**MATERIAL TO PROCESS**.

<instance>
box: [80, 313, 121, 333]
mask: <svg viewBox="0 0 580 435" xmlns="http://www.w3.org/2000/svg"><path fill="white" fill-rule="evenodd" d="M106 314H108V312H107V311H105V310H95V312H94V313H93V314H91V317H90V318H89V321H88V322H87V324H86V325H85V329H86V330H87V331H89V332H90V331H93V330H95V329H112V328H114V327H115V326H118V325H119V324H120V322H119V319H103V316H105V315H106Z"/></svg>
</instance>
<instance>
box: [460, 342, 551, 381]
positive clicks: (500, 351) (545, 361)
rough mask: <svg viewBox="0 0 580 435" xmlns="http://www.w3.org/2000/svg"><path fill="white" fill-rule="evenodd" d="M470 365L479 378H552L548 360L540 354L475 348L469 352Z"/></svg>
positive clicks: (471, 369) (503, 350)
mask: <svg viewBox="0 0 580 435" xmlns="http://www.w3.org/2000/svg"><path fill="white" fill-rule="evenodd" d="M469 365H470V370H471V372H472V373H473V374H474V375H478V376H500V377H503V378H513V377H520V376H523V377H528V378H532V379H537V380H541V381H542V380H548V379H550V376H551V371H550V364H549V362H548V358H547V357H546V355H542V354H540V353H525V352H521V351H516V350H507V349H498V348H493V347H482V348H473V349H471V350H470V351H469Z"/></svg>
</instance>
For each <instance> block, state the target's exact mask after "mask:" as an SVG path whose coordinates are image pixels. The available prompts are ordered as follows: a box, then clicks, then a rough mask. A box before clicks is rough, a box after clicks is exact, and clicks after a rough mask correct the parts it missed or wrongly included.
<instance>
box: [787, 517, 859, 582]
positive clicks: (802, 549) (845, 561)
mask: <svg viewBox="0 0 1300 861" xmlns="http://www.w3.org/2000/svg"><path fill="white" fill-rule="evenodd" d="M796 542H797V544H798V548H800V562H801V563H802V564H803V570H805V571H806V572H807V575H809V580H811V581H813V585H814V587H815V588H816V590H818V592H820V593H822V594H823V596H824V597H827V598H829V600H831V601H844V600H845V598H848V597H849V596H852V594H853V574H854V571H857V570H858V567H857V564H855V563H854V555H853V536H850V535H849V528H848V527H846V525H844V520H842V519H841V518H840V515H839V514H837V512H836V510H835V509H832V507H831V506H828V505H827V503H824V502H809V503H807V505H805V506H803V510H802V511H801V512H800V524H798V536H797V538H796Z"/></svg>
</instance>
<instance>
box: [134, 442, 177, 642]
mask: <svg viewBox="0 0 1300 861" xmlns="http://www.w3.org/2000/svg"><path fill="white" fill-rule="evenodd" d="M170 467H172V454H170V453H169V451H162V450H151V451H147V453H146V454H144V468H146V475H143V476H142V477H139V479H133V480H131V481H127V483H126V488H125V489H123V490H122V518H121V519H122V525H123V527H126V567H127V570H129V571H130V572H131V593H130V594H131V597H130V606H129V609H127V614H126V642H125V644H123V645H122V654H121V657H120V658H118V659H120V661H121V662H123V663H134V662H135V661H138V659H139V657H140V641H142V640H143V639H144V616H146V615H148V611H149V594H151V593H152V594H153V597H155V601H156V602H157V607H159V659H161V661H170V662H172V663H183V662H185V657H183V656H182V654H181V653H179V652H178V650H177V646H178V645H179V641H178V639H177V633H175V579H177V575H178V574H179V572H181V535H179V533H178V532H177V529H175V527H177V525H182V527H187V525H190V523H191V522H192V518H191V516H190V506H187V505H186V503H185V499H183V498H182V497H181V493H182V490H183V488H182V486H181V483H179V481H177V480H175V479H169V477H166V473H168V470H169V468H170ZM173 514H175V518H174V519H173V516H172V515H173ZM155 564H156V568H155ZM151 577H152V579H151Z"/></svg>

**TASK STATEMENT**.
Could you please copy the lines above exactly, beginning at the first and ending at the line that contains "rough mask: <svg"?

**EXERCISE RESPONSE**.
<instance>
box: [80, 313, 121, 333]
mask: <svg viewBox="0 0 580 435" xmlns="http://www.w3.org/2000/svg"><path fill="white" fill-rule="evenodd" d="M106 314H108V312H107V311H105V310H95V312H94V313H93V314H91V317H90V318H89V321H88V322H87V324H86V325H85V329H86V330H87V331H89V332H90V331H93V330H95V329H112V328H114V327H115V326H118V325H119V324H120V322H119V319H103V316H105V315H106Z"/></svg>
</instance>
<instance>
box: [460, 342, 551, 381]
positive clicks: (500, 351) (545, 361)
rough mask: <svg viewBox="0 0 580 435" xmlns="http://www.w3.org/2000/svg"><path fill="white" fill-rule="evenodd" d="M470 365L479 378H552L548 360L540 354L475 348L469 352Z"/></svg>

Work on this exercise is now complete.